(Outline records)
— START —
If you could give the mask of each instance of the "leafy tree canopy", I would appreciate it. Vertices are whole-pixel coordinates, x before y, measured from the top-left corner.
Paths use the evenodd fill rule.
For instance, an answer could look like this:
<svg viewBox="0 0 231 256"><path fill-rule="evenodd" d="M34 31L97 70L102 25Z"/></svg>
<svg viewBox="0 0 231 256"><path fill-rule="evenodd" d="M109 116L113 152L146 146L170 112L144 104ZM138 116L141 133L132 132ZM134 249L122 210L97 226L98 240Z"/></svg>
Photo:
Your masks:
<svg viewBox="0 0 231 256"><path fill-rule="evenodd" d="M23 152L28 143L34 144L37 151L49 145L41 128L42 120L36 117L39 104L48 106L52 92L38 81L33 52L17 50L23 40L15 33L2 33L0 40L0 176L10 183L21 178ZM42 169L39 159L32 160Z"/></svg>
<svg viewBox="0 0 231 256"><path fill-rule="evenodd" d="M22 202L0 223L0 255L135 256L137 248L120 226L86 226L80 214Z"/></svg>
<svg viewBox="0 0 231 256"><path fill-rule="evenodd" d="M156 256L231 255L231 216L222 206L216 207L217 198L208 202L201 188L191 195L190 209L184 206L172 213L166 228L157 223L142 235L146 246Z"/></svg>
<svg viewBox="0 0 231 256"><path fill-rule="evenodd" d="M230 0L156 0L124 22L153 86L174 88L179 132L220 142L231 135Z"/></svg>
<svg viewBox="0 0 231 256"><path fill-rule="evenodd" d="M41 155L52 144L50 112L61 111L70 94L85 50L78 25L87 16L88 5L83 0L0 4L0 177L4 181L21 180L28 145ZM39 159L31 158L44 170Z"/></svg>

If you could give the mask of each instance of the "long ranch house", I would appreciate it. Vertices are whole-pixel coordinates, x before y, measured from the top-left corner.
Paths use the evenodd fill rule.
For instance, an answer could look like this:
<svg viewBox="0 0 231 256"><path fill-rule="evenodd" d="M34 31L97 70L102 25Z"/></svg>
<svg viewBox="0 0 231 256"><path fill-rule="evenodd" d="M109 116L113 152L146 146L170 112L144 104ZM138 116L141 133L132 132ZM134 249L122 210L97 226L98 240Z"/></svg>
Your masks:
— END —
Goal of the exercise - Reproduce the records from their start through the line with "155L52 144L50 112L61", changing "leafy tree canopy" to "broadleaf tree crown" and leaving everything else in those lines unaltered.

Task output -
If you could give the mask of each instance of the "broadleaf tree crown", I would appreciate it. Vertices are whole-pixel coordinates, x before y, measured from the top-left corner.
Paths use the evenodd fill rule.
For instance, an answer could look like this:
<svg viewBox="0 0 231 256"><path fill-rule="evenodd" d="M34 31L97 70L102 25Z"/></svg>
<svg viewBox="0 0 231 256"><path fill-rule="evenodd" d="M109 116L113 152L146 146L170 112L144 104ZM138 116L141 133L132 132ZM134 249L122 210L97 226L98 240Z"/></svg>
Photo:
Your masks:
<svg viewBox="0 0 231 256"><path fill-rule="evenodd" d="M23 152L28 143L34 144L37 151L49 145L41 128L42 120L36 117L39 104L48 106L52 92L38 81L33 52L17 50L23 40L15 33L2 33L0 40L0 176L10 183L21 178ZM42 169L39 159L32 160Z"/></svg>
<svg viewBox="0 0 231 256"><path fill-rule="evenodd" d="M22 202L0 223L0 255L135 256L137 248L120 226L86 226L80 214Z"/></svg>
<svg viewBox="0 0 231 256"><path fill-rule="evenodd" d="M156 256L231 255L231 216L222 206L216 207L217 198L208 202L201 188L191 195L190 209L184 206L172 213L166 228L157 223L142 235L146 246Z"/></svg>
<svg viewBox="0 0 231 256"><path fill-rule="evenodd" d="M230 0L156 0L124 22L153 86L174 88L179 132L220 142L231 135Z"/></svg>
<svg viewBox="0 0 231 256"><path fill-rule="evenodd" d="M41 155L52 144L50 112L61 111L70 94L85 50L78 25L87 16L88 5L83 0L0 4L0 177L4 181L21 180L28 145ZM39 159L31 158L44 170Z"/></svg>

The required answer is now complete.